<<<<
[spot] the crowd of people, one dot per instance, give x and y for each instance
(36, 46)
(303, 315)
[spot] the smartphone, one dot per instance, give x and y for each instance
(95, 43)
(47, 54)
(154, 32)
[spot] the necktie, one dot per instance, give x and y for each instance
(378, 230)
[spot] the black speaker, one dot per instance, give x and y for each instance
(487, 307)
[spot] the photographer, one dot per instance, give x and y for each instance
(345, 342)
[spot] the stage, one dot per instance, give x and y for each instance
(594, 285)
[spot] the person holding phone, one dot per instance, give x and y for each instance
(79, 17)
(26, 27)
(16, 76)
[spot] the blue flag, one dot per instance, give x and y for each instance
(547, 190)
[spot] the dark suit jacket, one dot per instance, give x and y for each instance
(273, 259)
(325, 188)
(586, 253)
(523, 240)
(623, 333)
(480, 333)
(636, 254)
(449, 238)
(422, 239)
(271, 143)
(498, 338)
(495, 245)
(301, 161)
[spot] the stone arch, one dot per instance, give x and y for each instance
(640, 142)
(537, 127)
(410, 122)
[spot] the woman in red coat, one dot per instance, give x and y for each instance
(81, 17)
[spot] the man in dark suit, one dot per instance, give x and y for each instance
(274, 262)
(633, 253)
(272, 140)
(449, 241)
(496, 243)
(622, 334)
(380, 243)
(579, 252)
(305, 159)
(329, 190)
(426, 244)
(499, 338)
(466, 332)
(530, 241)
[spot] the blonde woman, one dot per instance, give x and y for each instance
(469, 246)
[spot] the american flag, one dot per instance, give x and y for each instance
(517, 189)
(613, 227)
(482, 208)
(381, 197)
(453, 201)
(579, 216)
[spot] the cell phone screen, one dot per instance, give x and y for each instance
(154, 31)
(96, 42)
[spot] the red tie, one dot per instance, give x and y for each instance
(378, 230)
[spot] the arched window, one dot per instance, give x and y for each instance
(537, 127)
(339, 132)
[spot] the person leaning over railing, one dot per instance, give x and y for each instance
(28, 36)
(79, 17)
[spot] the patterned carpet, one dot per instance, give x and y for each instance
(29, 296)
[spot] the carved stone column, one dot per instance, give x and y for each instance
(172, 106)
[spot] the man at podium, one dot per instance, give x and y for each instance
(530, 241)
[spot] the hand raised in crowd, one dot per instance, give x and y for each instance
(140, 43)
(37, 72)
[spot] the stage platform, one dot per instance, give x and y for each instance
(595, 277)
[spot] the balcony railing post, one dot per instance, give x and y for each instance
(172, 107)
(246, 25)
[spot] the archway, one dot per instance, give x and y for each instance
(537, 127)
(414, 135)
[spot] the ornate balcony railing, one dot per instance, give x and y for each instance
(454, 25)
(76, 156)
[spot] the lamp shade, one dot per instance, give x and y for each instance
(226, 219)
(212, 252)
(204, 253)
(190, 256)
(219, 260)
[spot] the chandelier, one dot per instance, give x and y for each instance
>>>>
* _ACTION ITEM_
Once the listing has been read, copy every line of it exactly.

* _YOUR SOLUTION_
[spot] the crowd of people, one dot per instance, give x and y for each instance
(36, 46)
(303, 315)
[spot] the smartphone, one dot per instance, give x and y for each instance
(95, 43)
(47, 54)
(154, 32)
[spot] the necktie, one dot per instance, give x and y for each instance
(378, 230)
[spot] the black speaker, one dot per instance, give x and y for each instance
(487, 307)
[spot] the photographer, one dot per instance, give x and y for each instance
(345, 342)
[spot] the stage, one dot per instance, give x and y for each instance
(594, 285)
[spot] the person holding phone, one dot per instance, give x and y for each instance
(79, 17)
(26, 27)
(16, 76)
[spot] the blue flag, one dot per instance, give x and y for each instance
(547, 190)
[spot] the dark suit jacket, one dot per instance, give x and y for each instance
(273, 259)
(325, 188)
(586, 253)
(523, 240)
(623, 333)
(480, 333)
(636, 254)
(449, 238)
(422, 239)
(271, 143)
(498, 338)
(495, 245)
(301, 161)
[spot] the stone arch, one dot per instance, give x and y for each instance
(640, 142)
(537, 127)
(410, 122)
[spot] the woman in red coat, one dot per instance, give x and y for each instance
(81, 17)
[spot] the man in dark suit, one dot per instance, give x and y for each instance
(274, 262)
(633, 253)
(272, 140)
(449, 241)
(496, 243)
(622, 334)
(380, 243)
(579, 252)
(305, 159)
(329, 190)
(426, 244)
(499, 338)
(466, 332)
(530, 241)
[spot] the blonde woman, one dot per instance, give x and y for each instance
(469, 246)
[spot] the american flag, one dot per instance, give x and y for each instance
(517, 189)
(613, 227)
(482, 208)
(381, 197)
(453, 201)
(579, 216)
[spot] the cell phone screen, one dot per instance, give x and y for each instance
(154, 31)
(96, 42)
[spot] the red tie, one dot per instance, give x and y for each instance
(378, 230)
[spot] the arched window, one dot per instance, give x and y for each instance
(537, 127)
(339, 132)
[spot] the person leaning over railing, one dot per instance, give x and y for each instance
(28, 36)
(79, 17)
[spot] the patterned carpet, one dot per instance, give x and y for each instance
(29, 296)
[spot] the carved stone column, one dot per instance, give x and y for each instance
(172, 106)
[spot] the man at podium, one dot per instance, give x and y for each instance
(530, 241)
[spot] the hand raised in crowd, one dot per instance, give x and y for each instance
(140, 43)
(37, 72)
[spot] the stage platform, one dot per instance, give x and y for each instance
(595, 277)
[spot] the balcony railing post, one dot per instance, give x and y for each instance
(172, 107)
(246, 25)
[spot] the archway, one dot per instance, give x and y for each instance
(537, 127)
(414, 135)
[spot] the ornate balcony railing, one dot per instance, give x and y for each instance
(454, 25)
(76, 156)
[spot] the lamp shade, one dot per instance, give x and y for each instance
(226, 219)
(212, 252)
(204, 253)
(190, 256)
(219, 260)
[spot] the chandelier, one dot per instance, give x and y for each instance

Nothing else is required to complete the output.